- Problem to solve
Find every line in the records below that contains the word "wooden", and copy each of those lines in full.
------------------------------------------------------------
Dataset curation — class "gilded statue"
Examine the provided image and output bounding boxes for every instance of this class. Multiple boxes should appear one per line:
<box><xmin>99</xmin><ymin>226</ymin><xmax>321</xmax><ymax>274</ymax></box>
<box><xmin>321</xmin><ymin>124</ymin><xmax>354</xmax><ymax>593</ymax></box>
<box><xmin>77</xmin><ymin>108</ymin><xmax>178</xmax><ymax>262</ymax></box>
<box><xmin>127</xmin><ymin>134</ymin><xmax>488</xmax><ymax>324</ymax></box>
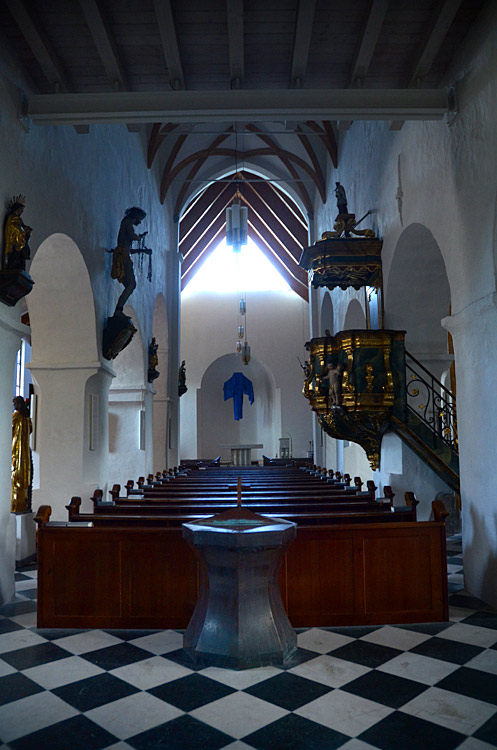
<box><xmin>3</xmin><ymin>195</ymin><xmax>32</xmax><ymax>271</ymax></box>
<box><xmin>110</xmin><ymin>206</ymin><xmax>152</xmax><ymax>315</ymax></box>
<box><xmin>10</xmin><ymin>396</ymin><xmax>33</xmax><ymax>513</ymax></box>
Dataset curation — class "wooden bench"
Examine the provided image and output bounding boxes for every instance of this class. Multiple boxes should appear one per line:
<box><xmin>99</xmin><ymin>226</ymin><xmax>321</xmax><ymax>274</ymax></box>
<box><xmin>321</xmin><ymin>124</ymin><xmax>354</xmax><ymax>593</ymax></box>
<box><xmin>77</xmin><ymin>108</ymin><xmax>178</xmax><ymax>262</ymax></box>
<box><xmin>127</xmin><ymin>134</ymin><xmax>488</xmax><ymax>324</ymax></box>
<box><xmin>36</xmin><ymin>507</ymin><xmax>448</xmax><ymax>629</ymax></box>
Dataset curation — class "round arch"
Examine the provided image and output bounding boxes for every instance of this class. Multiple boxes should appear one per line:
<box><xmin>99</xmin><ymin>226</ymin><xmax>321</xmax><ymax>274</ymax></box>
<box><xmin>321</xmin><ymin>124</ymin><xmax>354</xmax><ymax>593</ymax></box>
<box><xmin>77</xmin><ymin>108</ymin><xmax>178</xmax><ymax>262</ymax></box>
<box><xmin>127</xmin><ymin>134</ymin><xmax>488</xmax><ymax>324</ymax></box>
<box><xmin>385</xmin><ymin>223</ymin><xmax>450</xmax><ymax>355</ymax></box>
<box><xmin>197</xmin><ymin>354</ymin><xmax>281</xmax><ymax>460</ymax></box>
<box><xmin>26</xmin><ymin>233</ymin><xmax>99</xmax><ymax>364</ymax></box>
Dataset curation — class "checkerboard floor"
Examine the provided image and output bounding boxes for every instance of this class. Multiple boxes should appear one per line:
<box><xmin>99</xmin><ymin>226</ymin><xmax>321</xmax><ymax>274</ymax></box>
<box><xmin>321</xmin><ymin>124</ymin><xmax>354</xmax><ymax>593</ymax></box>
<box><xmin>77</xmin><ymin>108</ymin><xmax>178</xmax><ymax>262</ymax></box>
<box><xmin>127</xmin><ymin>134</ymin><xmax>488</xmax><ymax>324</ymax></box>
<box><xmin>0</xmin><ymin>537</ymin><xmax>497</xmax><ymax>750</ymax></box>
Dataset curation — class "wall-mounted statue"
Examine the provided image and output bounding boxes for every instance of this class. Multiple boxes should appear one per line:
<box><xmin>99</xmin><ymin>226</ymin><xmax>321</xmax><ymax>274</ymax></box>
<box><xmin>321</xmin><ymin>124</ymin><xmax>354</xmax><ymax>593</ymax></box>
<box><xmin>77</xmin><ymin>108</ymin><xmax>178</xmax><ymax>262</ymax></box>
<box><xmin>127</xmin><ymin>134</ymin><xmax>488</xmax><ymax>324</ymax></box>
<box><xmin>10</xmin><ymin>396</ymin><xmax>33</xmax><ymax>513</ymax></box>
<box><xmin>335</xmin><ymin>182</ymin><xmax>348</xmax><ymax>215</ymax></box>
<box><xmin>110</xmin><ymin>206</ymin><xmax>152</xmax><ymax>315</ymax></box>
<box><xmin>147</xmin><ymin>338</ymin><xmax>160</xmax><ymax>383</ymax></box>
<box><xmin>178</xmin><ymin>360</ymin><xmax>188</xmax><ymax>398</ymax></box>
<box><xmin>0</xmin><ymin>195</ymin><xmax>34</xmax><ymax>307</ymax></box>
<box><xmin>102</xmin><ymin>206</ymin><xmax>152</xmax><ymax>359</ymax></box>
<box><xmin>3</xmin><ymin>195</ymin><xmax>33</xmax><ymax>271</ymax></box>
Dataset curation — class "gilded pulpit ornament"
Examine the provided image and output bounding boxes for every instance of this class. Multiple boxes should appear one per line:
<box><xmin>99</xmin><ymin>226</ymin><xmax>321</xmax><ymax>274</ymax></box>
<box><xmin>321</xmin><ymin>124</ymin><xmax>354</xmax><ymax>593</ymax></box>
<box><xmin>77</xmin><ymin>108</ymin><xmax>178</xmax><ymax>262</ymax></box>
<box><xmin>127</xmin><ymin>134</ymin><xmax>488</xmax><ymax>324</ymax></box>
<box><xmin>0</xmin><ymin>195</ymin><xmax>34</xmax><ymax>307</ymax></box>
<box><xmin>299</xmin><ymin>182</ymin><xmax>383</xmax><ymax>298</ymax></box>
<box><xmin>147</xmin><ymin>338</ymin><xmax>160</xmax><ymax>383</ymax></box>
<box><xmin>302</xmin><ymin>330</ymin><xmax>405</xmax><ymax>469</ymax></box>
<box><xmin>102</xmin><ymin>206</ymin><xmax>152</xmax><ymax>359</ymax></box>
<box><xmin>10</xmin><ymin>396</ymin><xmax>33</xmax><ymax>513</ymax></box>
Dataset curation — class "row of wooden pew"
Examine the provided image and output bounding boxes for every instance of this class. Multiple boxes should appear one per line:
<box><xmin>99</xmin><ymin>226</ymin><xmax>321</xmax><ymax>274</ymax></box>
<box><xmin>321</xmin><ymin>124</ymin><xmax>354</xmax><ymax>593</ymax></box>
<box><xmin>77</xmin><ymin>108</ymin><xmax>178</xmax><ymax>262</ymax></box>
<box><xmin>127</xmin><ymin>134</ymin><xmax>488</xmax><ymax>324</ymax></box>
<box><xmin>35</xmin><ymin>466</ymin><xmax>448</xmax><ymax>628</ymax></box>
<box><xmin>55</xmin><ymin>467</ymin><xmax>417</xmax><ymax>527</ymax></box>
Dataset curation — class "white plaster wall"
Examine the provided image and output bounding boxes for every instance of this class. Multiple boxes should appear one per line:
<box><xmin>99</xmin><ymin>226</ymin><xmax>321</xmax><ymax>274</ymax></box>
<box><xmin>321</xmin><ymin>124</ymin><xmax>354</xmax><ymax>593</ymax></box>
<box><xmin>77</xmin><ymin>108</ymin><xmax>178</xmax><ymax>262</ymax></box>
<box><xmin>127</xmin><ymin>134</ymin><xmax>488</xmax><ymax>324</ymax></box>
<box><xmin>376</xmin><ymin>431</ymin><xmax>452</xmax><ymax>521</ymax></box>
<box><xmin>180</xmin><ymin>292</ymin><xmax>312</xmax><ymax>458</ymax></box>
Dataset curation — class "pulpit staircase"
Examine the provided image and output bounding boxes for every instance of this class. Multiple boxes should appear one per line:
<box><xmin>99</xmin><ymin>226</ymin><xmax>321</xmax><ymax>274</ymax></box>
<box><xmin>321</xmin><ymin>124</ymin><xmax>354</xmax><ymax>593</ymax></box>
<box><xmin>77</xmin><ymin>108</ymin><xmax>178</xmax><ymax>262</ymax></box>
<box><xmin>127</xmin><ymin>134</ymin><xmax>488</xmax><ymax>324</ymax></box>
<box><xmin>390</xmin><ymin>351</ymin><xmax>460</xmax><ymax>492</ymax></box>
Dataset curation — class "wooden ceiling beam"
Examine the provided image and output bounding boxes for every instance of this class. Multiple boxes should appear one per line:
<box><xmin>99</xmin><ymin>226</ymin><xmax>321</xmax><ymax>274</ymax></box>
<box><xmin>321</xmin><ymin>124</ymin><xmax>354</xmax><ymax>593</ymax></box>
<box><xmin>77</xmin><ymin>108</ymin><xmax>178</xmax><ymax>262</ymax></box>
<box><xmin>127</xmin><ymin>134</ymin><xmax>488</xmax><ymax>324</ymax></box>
<box><xmin>408</xmin><ymin>0</ymin><xmax>462</xmax><ymax>88</ymax></box>
<box><xmin>349</xmin><ymin>0</ymin><xmax>389</xmax><ymax>86</ymax></box>
<box><xmin>226</xmin><ymin>0</ymin><xmax>245</xmax><ymax>89</ymax></box>
<box><xmin>290</xmin><ymin>0</ymin><xmax>316</xmax><ymax>89</ymax></box>
<box><xmin>248</xmin><ymin>220</ymin><xmax>308</xmax><ymax>301</ymax></box>
<box><xmin>79</xmin><ymin>0</ymin><xmax>129</xmax><ymax>91</ymax></box>
<box><xmin>5</xmin><ymin>0</ymin><xmax>71</xmax><ymax>93</ymax></box>
<box><xmin>153</xmin><ymin>0</ymin><xmax>185</xmax><ymax>91</ymax></box>
<box><xmin>181</xmin><ymin>215</ymin><xmax>226</xmax><ymax>279</ymax></box>
<box><xmin>180</xmin><ymin>182</ymin><xmax>231</xmax><ymax>242</ymax></box>
<box><xmin>174</xmin><ymin>127</ymin><xmax>232</xmax><ymax>216</ymax></box>
<box><xmin>179</xmin><ymin>192</ymin><xmax>234</xmax><ymax>258</ymax></box>
<box><xmin>246</xmin><ymin>123</ymin><xmax>312</xmax><ymax>212</ymax></box>
<box><xmin>243</xmin><ymin>200</ymin><xmax>304</xmax><ymax>265</ymax></box>
<box><xmin>243</xmin><ymin>183</ymin><xmax>307</xmax><ymax>260</ymax></box>
<box><xmin>390</xmin><ymin>0</ymin><xmax>462</xmax><ymax>130</ymax></box>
------------------------------------------------------------
- Answer to this task
Dataset curation — class "wooden bench"
Dataset curation — class "row of wooden pew"
Dataset curation — class "wooden ceiling beam"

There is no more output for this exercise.